> _Task details_: Copy the lines below, word for word, from the first through the line containing "box: [377, 141, 384, 152]". Leave the pictures out.

> _The records_:
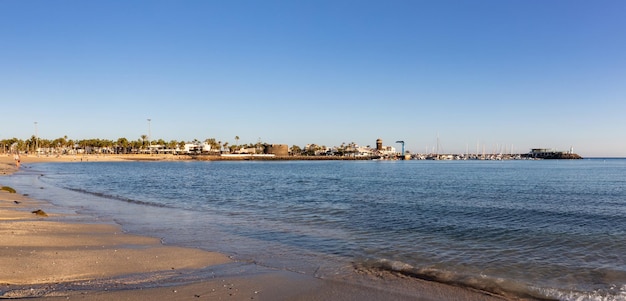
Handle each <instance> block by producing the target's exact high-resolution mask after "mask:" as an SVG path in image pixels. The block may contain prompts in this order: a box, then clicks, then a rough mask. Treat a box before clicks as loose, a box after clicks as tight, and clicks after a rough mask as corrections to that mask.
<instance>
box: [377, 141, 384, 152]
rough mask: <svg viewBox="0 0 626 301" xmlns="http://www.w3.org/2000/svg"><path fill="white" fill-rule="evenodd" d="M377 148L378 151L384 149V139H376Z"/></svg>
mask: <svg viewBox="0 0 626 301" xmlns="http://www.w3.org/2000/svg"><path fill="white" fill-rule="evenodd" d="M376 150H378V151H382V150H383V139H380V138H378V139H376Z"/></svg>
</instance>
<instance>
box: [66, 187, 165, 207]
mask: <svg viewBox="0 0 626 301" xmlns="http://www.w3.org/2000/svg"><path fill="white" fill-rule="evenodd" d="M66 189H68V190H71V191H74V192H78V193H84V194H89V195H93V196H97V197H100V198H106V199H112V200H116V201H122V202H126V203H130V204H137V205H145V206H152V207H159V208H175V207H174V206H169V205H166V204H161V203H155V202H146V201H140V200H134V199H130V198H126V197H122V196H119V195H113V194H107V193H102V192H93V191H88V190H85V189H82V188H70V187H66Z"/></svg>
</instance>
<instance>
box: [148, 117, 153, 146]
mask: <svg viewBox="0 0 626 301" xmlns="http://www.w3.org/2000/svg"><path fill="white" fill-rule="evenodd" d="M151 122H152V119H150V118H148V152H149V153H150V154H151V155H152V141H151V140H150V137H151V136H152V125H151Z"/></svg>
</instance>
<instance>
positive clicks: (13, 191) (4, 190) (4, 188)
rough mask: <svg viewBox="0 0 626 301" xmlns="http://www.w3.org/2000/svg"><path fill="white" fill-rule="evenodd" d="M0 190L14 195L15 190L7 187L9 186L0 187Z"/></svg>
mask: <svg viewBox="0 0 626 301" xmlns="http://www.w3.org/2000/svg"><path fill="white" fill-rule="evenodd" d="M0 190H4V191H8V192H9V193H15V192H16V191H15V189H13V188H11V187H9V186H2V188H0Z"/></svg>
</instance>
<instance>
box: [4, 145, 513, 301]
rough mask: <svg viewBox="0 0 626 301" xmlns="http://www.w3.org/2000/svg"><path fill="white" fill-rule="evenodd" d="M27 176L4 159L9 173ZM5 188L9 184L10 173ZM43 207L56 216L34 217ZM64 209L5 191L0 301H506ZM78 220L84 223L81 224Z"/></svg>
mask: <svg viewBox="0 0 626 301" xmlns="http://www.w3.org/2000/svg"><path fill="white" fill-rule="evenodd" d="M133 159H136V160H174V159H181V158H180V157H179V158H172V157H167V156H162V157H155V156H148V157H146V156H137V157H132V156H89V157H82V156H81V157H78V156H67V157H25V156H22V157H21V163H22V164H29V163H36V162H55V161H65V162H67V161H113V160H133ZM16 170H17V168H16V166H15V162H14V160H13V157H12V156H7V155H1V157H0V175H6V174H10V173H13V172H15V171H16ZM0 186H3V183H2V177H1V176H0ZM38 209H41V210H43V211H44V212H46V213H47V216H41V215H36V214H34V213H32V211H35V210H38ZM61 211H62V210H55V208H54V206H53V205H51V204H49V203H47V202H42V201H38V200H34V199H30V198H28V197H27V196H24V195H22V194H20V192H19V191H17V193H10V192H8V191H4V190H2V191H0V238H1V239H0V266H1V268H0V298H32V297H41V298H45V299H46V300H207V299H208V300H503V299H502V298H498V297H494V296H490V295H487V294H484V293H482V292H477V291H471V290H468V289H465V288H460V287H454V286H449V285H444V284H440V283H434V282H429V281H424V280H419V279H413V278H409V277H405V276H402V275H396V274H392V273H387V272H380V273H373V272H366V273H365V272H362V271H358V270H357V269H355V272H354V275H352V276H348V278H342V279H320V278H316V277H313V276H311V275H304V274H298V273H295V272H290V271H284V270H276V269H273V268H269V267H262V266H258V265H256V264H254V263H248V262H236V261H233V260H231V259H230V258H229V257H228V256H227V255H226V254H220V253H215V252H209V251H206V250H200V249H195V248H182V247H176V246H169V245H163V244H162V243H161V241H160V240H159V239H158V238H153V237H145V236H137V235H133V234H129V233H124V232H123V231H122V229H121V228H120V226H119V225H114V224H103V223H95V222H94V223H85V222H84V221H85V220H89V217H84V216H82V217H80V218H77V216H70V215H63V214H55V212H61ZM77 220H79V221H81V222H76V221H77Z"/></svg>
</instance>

> _Response for this exercise_:
Handle each <instance> block by producing the target's exact high-resolution mask after "mask:" as an SVG path in image pixels. The block may contain prompts in this order: a box, then clicks, then a rough mask. Treat a box before clicks as loose, a box after clicks as tight, and clicks after a rough mask as corrections to that mask.
<instance>
box: [377, 141, 384, 152]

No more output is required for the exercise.